__Assignment__
All of the data that follows should be output again without any alteration.

Collection entries
Start of Block
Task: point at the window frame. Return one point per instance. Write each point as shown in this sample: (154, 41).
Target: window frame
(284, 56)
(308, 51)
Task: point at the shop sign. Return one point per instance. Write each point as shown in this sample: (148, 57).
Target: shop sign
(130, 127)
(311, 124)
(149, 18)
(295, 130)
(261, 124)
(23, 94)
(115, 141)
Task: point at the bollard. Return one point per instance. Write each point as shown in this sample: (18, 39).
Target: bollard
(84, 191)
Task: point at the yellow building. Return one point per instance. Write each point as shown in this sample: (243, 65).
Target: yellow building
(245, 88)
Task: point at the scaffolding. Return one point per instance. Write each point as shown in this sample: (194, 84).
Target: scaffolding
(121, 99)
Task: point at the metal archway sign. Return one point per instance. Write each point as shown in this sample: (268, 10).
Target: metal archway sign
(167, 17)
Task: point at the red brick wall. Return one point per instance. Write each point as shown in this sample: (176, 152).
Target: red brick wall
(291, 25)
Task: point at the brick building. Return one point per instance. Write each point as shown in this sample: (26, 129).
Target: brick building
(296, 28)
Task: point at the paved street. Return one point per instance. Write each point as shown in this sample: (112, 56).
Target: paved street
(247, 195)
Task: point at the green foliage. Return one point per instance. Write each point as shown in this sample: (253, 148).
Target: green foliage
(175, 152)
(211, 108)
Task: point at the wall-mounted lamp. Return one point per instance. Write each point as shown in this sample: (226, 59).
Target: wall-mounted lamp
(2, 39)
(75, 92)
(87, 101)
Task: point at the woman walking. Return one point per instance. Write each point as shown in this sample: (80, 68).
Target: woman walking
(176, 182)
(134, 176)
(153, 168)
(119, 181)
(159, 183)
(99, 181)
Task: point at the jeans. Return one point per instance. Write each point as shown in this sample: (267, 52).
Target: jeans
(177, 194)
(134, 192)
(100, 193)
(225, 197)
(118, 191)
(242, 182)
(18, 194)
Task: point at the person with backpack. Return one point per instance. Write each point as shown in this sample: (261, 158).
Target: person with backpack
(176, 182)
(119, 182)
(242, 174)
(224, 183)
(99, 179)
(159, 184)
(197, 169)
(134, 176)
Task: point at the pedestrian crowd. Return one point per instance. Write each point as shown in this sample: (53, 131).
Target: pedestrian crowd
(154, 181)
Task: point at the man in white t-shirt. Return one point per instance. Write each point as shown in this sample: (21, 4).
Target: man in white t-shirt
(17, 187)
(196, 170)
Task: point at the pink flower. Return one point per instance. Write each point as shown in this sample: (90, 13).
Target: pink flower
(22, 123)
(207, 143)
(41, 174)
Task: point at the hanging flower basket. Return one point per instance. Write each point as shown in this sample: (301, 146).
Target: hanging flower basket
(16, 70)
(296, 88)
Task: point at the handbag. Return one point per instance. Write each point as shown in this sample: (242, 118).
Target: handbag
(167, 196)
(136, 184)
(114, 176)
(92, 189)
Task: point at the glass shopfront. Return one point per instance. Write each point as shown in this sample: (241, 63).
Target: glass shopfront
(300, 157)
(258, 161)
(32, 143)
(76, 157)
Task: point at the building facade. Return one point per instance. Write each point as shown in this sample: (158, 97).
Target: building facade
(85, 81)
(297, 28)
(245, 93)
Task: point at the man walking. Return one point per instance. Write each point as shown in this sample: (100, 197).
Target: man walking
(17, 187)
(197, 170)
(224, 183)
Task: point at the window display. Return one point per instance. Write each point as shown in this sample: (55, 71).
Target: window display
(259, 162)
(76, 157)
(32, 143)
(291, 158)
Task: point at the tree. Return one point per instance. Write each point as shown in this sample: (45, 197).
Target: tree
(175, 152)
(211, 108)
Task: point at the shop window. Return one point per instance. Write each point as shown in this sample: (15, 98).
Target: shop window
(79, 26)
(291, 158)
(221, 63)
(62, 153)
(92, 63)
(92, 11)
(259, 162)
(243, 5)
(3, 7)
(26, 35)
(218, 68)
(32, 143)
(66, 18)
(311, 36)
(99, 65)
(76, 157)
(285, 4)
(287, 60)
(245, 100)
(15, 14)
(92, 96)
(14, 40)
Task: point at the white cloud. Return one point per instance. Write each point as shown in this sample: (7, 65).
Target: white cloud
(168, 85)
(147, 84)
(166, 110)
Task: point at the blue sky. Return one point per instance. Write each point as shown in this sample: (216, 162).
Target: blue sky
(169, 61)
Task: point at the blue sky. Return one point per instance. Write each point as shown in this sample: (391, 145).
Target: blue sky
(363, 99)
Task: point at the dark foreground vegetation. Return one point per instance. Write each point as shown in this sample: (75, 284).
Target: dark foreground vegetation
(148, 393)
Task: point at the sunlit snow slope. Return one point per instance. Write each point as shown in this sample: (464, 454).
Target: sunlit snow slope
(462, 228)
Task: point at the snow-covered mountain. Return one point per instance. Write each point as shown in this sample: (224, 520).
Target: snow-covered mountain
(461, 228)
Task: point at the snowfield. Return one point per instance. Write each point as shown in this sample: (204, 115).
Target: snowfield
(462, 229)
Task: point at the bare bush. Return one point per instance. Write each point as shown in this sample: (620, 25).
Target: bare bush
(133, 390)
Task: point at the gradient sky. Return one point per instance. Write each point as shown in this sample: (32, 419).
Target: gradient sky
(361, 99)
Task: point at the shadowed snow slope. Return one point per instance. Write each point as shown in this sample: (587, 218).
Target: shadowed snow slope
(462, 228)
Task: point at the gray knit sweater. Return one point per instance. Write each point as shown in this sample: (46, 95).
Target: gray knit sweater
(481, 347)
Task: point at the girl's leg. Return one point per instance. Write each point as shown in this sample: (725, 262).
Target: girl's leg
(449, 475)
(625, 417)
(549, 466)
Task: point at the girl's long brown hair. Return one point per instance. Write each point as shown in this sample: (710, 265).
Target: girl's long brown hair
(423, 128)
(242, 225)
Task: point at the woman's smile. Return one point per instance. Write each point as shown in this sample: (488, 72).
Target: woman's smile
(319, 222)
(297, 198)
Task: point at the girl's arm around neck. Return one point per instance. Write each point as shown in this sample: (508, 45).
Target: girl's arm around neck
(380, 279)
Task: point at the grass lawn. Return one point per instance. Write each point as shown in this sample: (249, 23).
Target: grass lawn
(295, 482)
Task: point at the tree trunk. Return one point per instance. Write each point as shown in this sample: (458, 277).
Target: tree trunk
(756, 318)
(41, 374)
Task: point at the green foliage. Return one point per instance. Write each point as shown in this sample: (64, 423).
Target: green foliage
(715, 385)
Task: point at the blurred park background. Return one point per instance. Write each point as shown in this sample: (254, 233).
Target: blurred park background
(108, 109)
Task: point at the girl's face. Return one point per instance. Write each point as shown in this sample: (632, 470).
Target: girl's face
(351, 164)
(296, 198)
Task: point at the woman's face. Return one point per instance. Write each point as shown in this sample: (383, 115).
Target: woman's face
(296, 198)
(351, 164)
End of Block
__The completed task__
Task: point at the window frame. Return one point per instance. Write each point as shown in this sample: (154, 41).
Target: window frame
(284, 56)
(308, 51)
Task: point at the shop sign. Return one point per instance. Write each point as shown in this sample: (148, 57).
Target: shop sign
(130, 127)
(311, 124)
(149, 18)
(295, 130)
(261, 124)
(23, 94)
(115, 141)
Task: point at the bollard. Return one point per instance. Write each point as shown in this sample: (18, 39).
Target: bollard
(84, 191)
Task: point at the yellow building. Return one point per instance. Write each point as shown in this sample: (243, 65).
Target: yellow building
(245, 88)
Task: point at the scaffolding. Return one point per instance. Write each point as shown in this sample: (194, 84).
Target: scaffolding
(121, 99)
Task: point at the metal archway sign. Return one point per instance. Write each point as shown in this sample: (268, 10).
Target: metal archway sign
(167, 17)
Task: point at the red brick wall. Return one point per instance. Write each point as shown in this sample: (176, 152).
Target: red brick wall
(291, 25)
Task: point at the brick building. Return one point per instance. Write each point as shown in this sample: (26, 129).
Target: brick building
(296, 28)
Task: point at the paved street. Return one point per instance. Write each point as shown in this sample: (112, 56).
Target: paved street
(247, 195)
Task: point at the green foliage. Return one point per instance. Write each point as shown in this sample: (253, 148).
Target: green foliage
(175, 152)
(211, 108)
Task: point at the wall-mounted lamp. Return one point per instance. Write each point as shown in this sample: (226, 59).
Target: wall-mounted lamp
(2, 39)
(75, 92)
(87, 101)
Task: point at the woman walking. Return one point per instance. Write each point as shown in this sample: (80, 68).
Target: woman walking
(176, 182)
(134, 176)
(153, 168)
(119, 181)
(159, 183)
(99, 181)
Task: point at the jeans. Return one point per instance. Write each point as shown in this sample: (267, 52).
Target: jeans
(177, 194)
(134, 192)
(100, 193)
(225, 197)
(118, 191)
(242, 182)
(18, 194)
Task: point at the person with backpack. Return one point per instance. Write each point as shown in this sample: (261, 158).
Target: person with backpack
(176, 182)
(119, 182)
(242, 174)
(224, 183)
(99, 179)
(159, 184)
(197, 169)
(134, 176)
Task: point at the pedestrian crowd. Return one point per instance. Write each point as shown in this sample: (53, 131).
Target: pedestrian crowd
(154, 181)
Task: point at the man in white t-shirt. Return one point per instance. Write each point as shown in this sample: (21, 4).
Target: man in white t-shirt
(17, 187)
(196, 170)
Task: point at the pink flower. Return one point per instance. Write each point as shown in this sample: (90, 13).
Target: pink flower
(22, 123)
(207, 143)
(41, 174)
Task: point at the hanging flower basket. Return one point per instance. Write each point as shown in this sample: (301, 146).
Target: hanging flower basket
(16, 70)
(296, 88)
Task: point at the handbag. Return one point per instance. Write each point as shown in this sample: (242, 118).
Target: handbag
(167, 196)
(136, 184)
(114, 176)
(92, 189)
Task: point at the glass shopfront. Return one point per instance. Write each point as shown in this sample: (241, 63).
Target: glass shopfront
(300, 157)
(258, 161)
(32, 143)
(76, 157)
Task: point at the building facade. Return one point per instance. Write each point as shown in this sample: (158, 97).
Target: building facade
(85, 81)
(297, 28)
(245, 93)
Task: point at the man walking. Return one point per instance. Write each point as shown in this sample: (100, 197).
Target: man walking
(17, 187)
(197, 170)
(224, 183)
Task: point at the window display. Return one point per instance. Write each point as shown in this sample: (55, 71).
Target: window display
(259, 162)
(76, 157)
(32, 143)
(291, 158)
Task: point at the tree. Return one point per instance. Write each point as shown in this sample: (45, 197).
Target: tree
(175, 152)
(211, 108)
Task: point at the shop window. Return one point per instance. Write each point as shown in this sample: (15, 98).
Target: shop window
(79, 26)
(291, 158)
(221, 63)
(62, 153)
(92, 63)
(92, 11)
(259, 162)
(243, 5)
(3, 7)
(26, 35)
(218, 68)
(32, 143)
(66, 18)
(311, 36)
(99, 65)
(76, 157)
(285, 4)
(287, 60)
(245, 100)
(15, 14)
(92, 96)
(14, 40)
Task: point at the white cloud. Return one point per instance. Write each point as shown in this sample: (7, 65).
Target: white cloud
(168, 85)
(147, 84)
(166, 110)
Task: point at the blue sky. Return one point per instance. Write each point as shown in this sample: (216, 162).
Target: blue sky
(169, 61)
Task: point at the blue sky. Return one point per instance. Write each point as shown in this sample: (391, 145).
Target: blue sky
(363, 99)
Task: point at the dark foreground vegetation. Return one point per instance. Write each point as shown in this sample: (75, 284).
Target: dark foreground vegetation
(148, 393)
Task: point at the sunlit snow slope. Return one point per instance. Write each point as shown in this sample: (464, 454).
Target: sunlit snow slope
(462, 228)
Task: point at the snow-covered mountain. Return one point per instance. Write each point as shown in this sample: (224, 520).
Target: snow-covered mountain
(461, 228)
Task: point at the snowfield. Return one point per instance. Write each point as shown in this sample: (204, 115).
Target: snowfield
(462, 229)
Task: point at the bare bush. Return one point per instance. Write each point as shown in this sample: (620, 25).
Target: bare bush
(133, 390)
Task: point at the gradient sky. Return one point per instance. Write each point as shown in this sample: (32, 419).
Target: gradient sky
(361, 99)
Task: point at the shadowed snow slope. Return one point per instance. Write each point as shown in this sample: (587, 218).
Target: shadowed snow slope
(462, 228)
Task: point at the gray knit sweater. Return one point per instance. Write each point as shown in this sample: (46, 95).
Target: gray knit sweater
(481, 347)
Task: point at the girl's leg. Return one point per instance. Write each point as shown in this sample: (725, 262).
Target: girl's leg
(449, 475)
(625, 417)
(549, 466)
Task: point at the girl's long brown hair. Return one point per instance. Write each point as shown in this sample: (710, 265).
Target: girl's long brown hair
(423, 128)
(242, 225)
Task: point at the woman's smile. Return one point per instance. Write each point as shown in this sample: (488, 72).
Target: woman's smile
(319, 222)
(297, 198)
Task: point at the girl's arm around neck. Return one point per instance. Write each point as shown in this sample: (508, 45).
Target: girl's arm around neck
(380, 279)
Task: point at the grass lawn. Return one point per instance. Write each point as shown in this sample: (249, 23).
Target: grass lawn
(295, 482)
Task: point at the tree trunk. Return one point per instance. Write each point as shown in this sample: (458, 277).
Target: tree trunk
(756, 318)
(41, 374)
Task: point at the green foliage. Return one point per instance. Write each point as shown in this sample: (64, 423).
Target: green foliage
(715, 385)
Task: point at the blurred park background. Return one point per instance. Write each point as shown in this sample: (254, 233).
Target: blurred park background
(108, 109)
Task: point at the girl's face. Return one point per instance. Write each point as shown in this sample: (632, 470).
Target: girl's face
(351, 164)
(296, 198)
Task: point at the woman's face. Return one point per instance. Write each point as shown in this sample: (383, 115).
Target: woman's face
(296, 198)
(351, 164)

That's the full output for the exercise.